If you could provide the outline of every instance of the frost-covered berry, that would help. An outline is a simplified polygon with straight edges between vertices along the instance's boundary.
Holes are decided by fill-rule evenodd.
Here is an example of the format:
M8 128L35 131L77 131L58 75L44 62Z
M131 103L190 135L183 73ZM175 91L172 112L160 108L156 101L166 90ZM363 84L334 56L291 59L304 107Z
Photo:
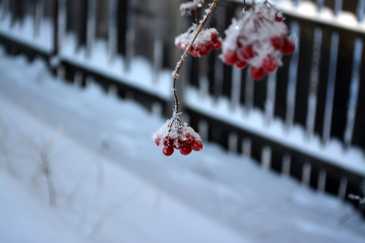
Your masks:
M223 59L226 63L234 64L238 60L237 54L234 50L229 50L223 54Z
M191 147L184 145L180 148L180 153L184 155L187 155L191 153Z
M269 56L262 61L262 68L266 72L272 72L277 67L276 59L271 56Z
M284 43L281 47L281 52L285 55L290 55L295 50L295 42L292 37L288 37L284 40Z
M219 39L217 39L215 42L214 42L214 48L218 50L219 49L220 49L220 48L222 47L222 42Z
M187 144L190 144L194 140L194 137L190 133L188 133L185 135L185 139L184 142Z
M185 144L185 142L180 138L176 138L174 140L173 144L174 148L176 148L176 149L178 149L184 145Z
M282 65L283 54L291 54L295 49L284 20L282 12L268 1L255 4L242 19L233 20L225 32L220 57L238 68L249 64L251 76L256 80L262 78L266 72Z
M195 140L191 143L191 149L195 151L199 151L203 148L203 144L201 141Z
M152 133L151 139L160 147L162 153L167 156L172 154L174 148L180 150L182 154L187 155L191 152L192 144L201 144L203 146L199 134L186 123L183 124L176 113ZM195 146L195 149L197 149L196 145Z
M214 49L214 43L210 40L207 43L207 50L209 51L212 51Z
M187 48L197 29L198 26L193 24L186 32L175 38L175 44L181 49ZM189 53L195 57L205 56L208 52L212 51L215 48L220 48L222 40L222 38L218 37L218 32L215 28L204 28L195 39Z
M247 63L245 62L238 62L235 64L235 65L239 68L243 68L247 65Z
M245 60L249 60L254 56L252 46L249 45L244 47L241 47L238 50L238 53L242 58Z
M164 138L162 142L164 143L164 145L167 147L172 144L172 140L169 136L166 136Z
M284 40L281 36L273 36L270 38L271 44L277 50L280 50L284 44Z
M251 66L250 68L250 74L254 79L259 80L264 78L265 75L265 71L262 67L255 67Z
M166 156L170 156L174 152L174 148L172 146L165 147L162 149L162 153Z
M160 138L157 138L155 140L155 143L156 144L156 145L158 146L160 146L160 142L161 141L161 140Z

## TASK GOAL
Turn every line of the records into a JSON list of strings, one string per line, with blank lines and the pictures left out.

## TASK ANSWER
[
  "If you could provide the outline of every instance of the frost-covered berry, that would help. An outline is a simplified polygon with straight edges between vertices along the instance's boundary.",
  "Holes are decided by fill-rule evenodd.",
  "Here is an example of the format:",
  "M8 128L35 131L77 131L58 75L44 62Z",
  "M131 103L190 135L183 73ZM175 91L172 112L160 108L156 101L166 90ZM363 84L334 56L291 59L304 107Z",
  "Photo:",
  "Your masks:",
  "M223 59L226 63L234 64L238 60L237 54L234 50L229 50L223 54Z",
  "M191 147L184 145L180 148L180 153L184 155L187 155L191 153Z",
  "M269 56L262 61L262 68L266 72L272 72L277 67L276 59L271 56Z",
  "M284 43L281 47L281 52L285 55L290 55L295 50L295 42L292 37L288 37L284 40Z",
  "M219 39L217 39L215 42L214 42L214 48L218 50L219 49L220 49L220 48L222 47L222 42Z",
  "M187 144L190 144L194 140L194 137L190 133L188 133L185 135L185 139L184 142Z",
  "M185 144L185 142L180 138L176 138L174 140L173 144L174 148L176 148L176 149L178 149L184 145Z",
  "M282 65L283 54L291 54L295 49L284 20L282 12L268 1L255 4L242 19L233 20L225 32L220 57L238 68L249 64L251 76L256 80L262 78L266 72Z",
  "M195 140L191 143L191 149L195 151L199 151L203 148L203 144L201 141Z",
  "M152 133L151 139L160 147L162 153L167 156L172 154L174 148L180 150L182 154L187 155L191 152L192 144L201 144L203 146L199 134L186 123L183 124L176 113ZM195 146L195 149L197 149L196 145Z",
  "M214 49L214 43L210 40L207 43L207 50L209 51L212 51Z",
  "M187 48L197 29L198 26L193 24L186 32L175 38L175 44L181 49ZM189 53L195 57L205 56L208 52L212 51L215 48L220 48L222 40L222 38L218 37L218 32L215 28L204 28L195 39Z",
  "M247 63L245 62L238 62L235 64L235 65L239 68L243 68L247 65Z",
  "M245 60L249 60L254 56L252 46L249 45L244 47L241 47L238 50L238 53L242 58Z",
  "M164 138L162 142L164 143L164 145L167 147L172 144L172 140L169 136L166 136Z",
  "M284 40L281 36L273 36L270 38L271 44L277 50L280 50L284 44Z",
  "M251 66L250 68L250 74L254 79L259 80L264 78L265 75L265 71L262 67L255 67Z",
  "M166 156L170 156L174 152L174 148L172 146L165 147L162 149L162 153Z",
  "M160 138L157 138L155 140L155 143L156 144L156 145L158 146L160 146L160 142L161 141L161 140Z"
]